-- start of Document excerpt --
From: Stefan Metzmacher <metze@samba.org>
To: Namjae Jeon <linkinjeon@kernel.org>
Cc: Tom Talpey <tom@talpey.com>,
"linux-cifs@vger.kernel.org" <linux-cifs@vger.kernel.org>,
"linux-rdma@vger.kernel.org" <linux-rdma@vger.kernel.org>
Subject: Re: Problem with smbdirect rw credits and initiator_depth
Date: Thu, 4 Dec 2025 10:39:58 +0100 [thread overview]
Message-ID: <f59e0dc7-e91c-4a13-8d49-fe183c10b6f4@samba.org> (raw)
In-Reply-To: <CAKYAXd9p=7BzmSSKi5n41OKkkw4qrr4cWpWet7rUfC+VT-6h1g@mail.gmail.com>
Hi Namjae,
> Okay, It seems like the issue has been improved in your v3 branch. If
> you send the official patches, I will test it more.
It's good to have verified that for-6.18/ksmbd-smbdirect-regression-v3
on a 6.18 kernel behaves the same as with 6.17.9, as transport_rdma.c
is the same, but it doesn't really allow forward process on
the Mellanox problem.
Can you at least post the dmesg output generated by this:
https://git.samba.org/?p=metze/linux/wip.git;a=commitdiff;h=7e724ebc58e986f4e101a55f4ab5e96912239918
Assuming that this wasn't triggered:
if (WARN_ONCE(needed > max_possible, "needed:%u > max:%u\n", needed, max_possible))
Did you run the bpftrace command? Did it print a lot of
'smb_direct_rdma_xmit' message over the whole time of the file copy?
Did you actually copied a file to or from the server?
Have you actually tested for-6.18/ksmbd-smbdirect-regression-v2,
as requested? As I was in hope that it would work in the
same way as for-6.18/ksmbd-smbdirect-regression-v3,
but with only a single patch reverted.
I'll continue to fix the general problem that this works
for non Mellanox setups, as it seems it never worked at all :-(
Where you testing with RoCEv2 or Infiniband?
I think moving forward for Mellanox setups requires these steps:
- Test v1 vs. v2 and see that smb_direct_rdma_xmit is actually
called at all. And see the dmesg output.
- Testing with Mellanox RoCEv2 on the client and rxe on
the server, so that we can create a network capture with tcpdump.
Thanks!
metze
> Thanks.
-- end of Document excerpt --
=== Short problem A ===
Answer these questions about the email on smbdirect rw credits:
(i) On what date was the email sent?
(ii) Which kernel version does the writer say the v3 branch on 6.18 behaves the same as?
(iii) Which tool is named for creating a network capture?
=== Short problem B ===
Carry over every line of the records below, requests included, adding 9 to each coordinate in the answers. Leave the pictures out.
-- start of Items --
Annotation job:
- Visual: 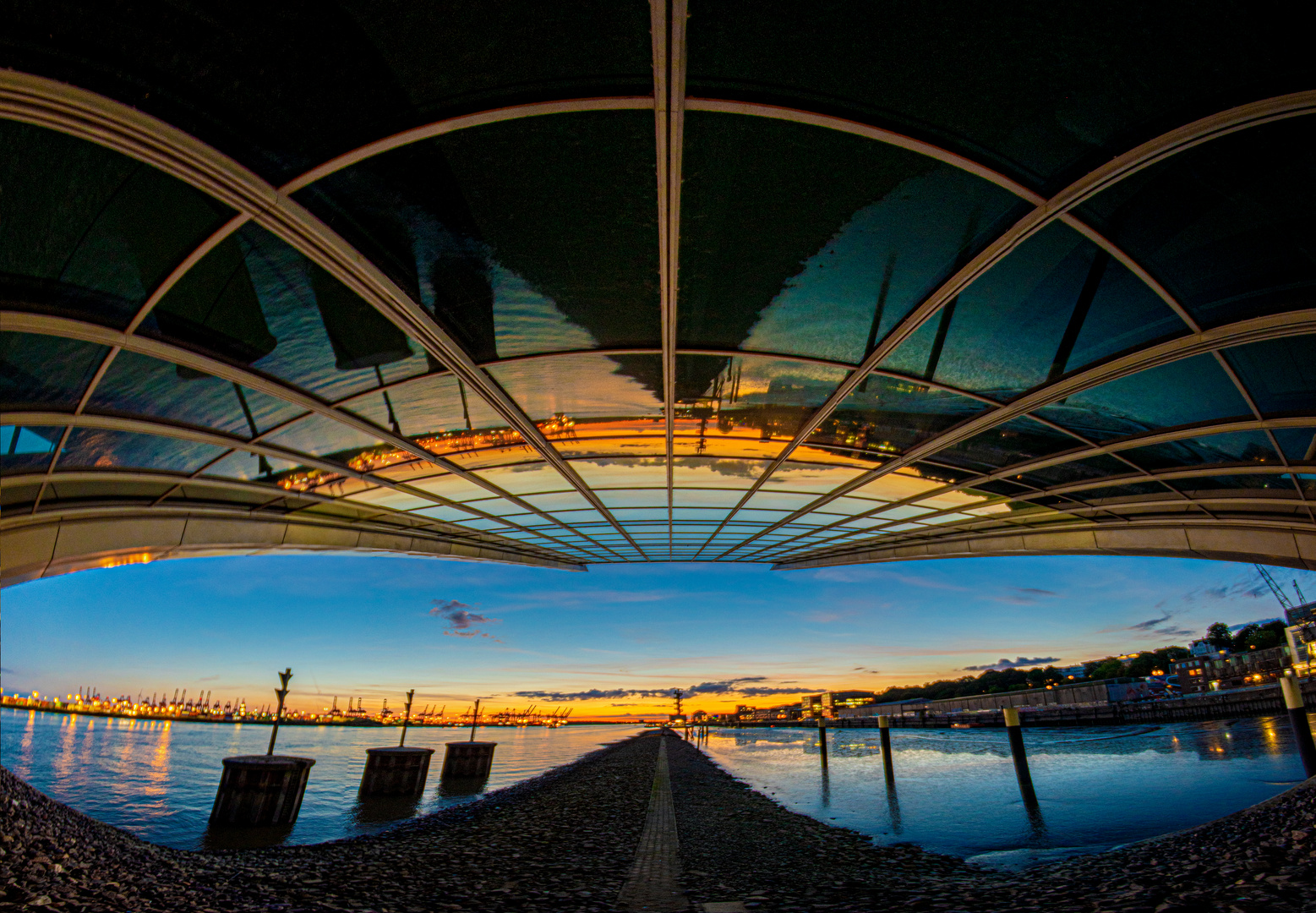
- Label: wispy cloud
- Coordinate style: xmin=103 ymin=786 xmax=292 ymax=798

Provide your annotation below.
xmin=962 ymin=657 xmax=1059 ymax=672
xmin=513 ymin=675 xmax=817 ymax=707
xmin=429 ymin=599 xmax=503 ymax=643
-- end of Items --
=== Worked solution A ===
(i) Thu, 4 Dec 2025
(ii) 6.17.9
(iii) tcpdump

=== Worked solution B ===
Annotation job:
- Visual: 
- Label: wispy cloud
- Coordinate style: xmin=103 ymin=786 xmax=292 ymax=798

Provide your annotation below.
xmin=971 ymin=666 xmax=1068 ymax=681
xmin=522 ymin=684 xmax=826 ymax=716
xmin=438 ymin=608 xmax=512 ymax=652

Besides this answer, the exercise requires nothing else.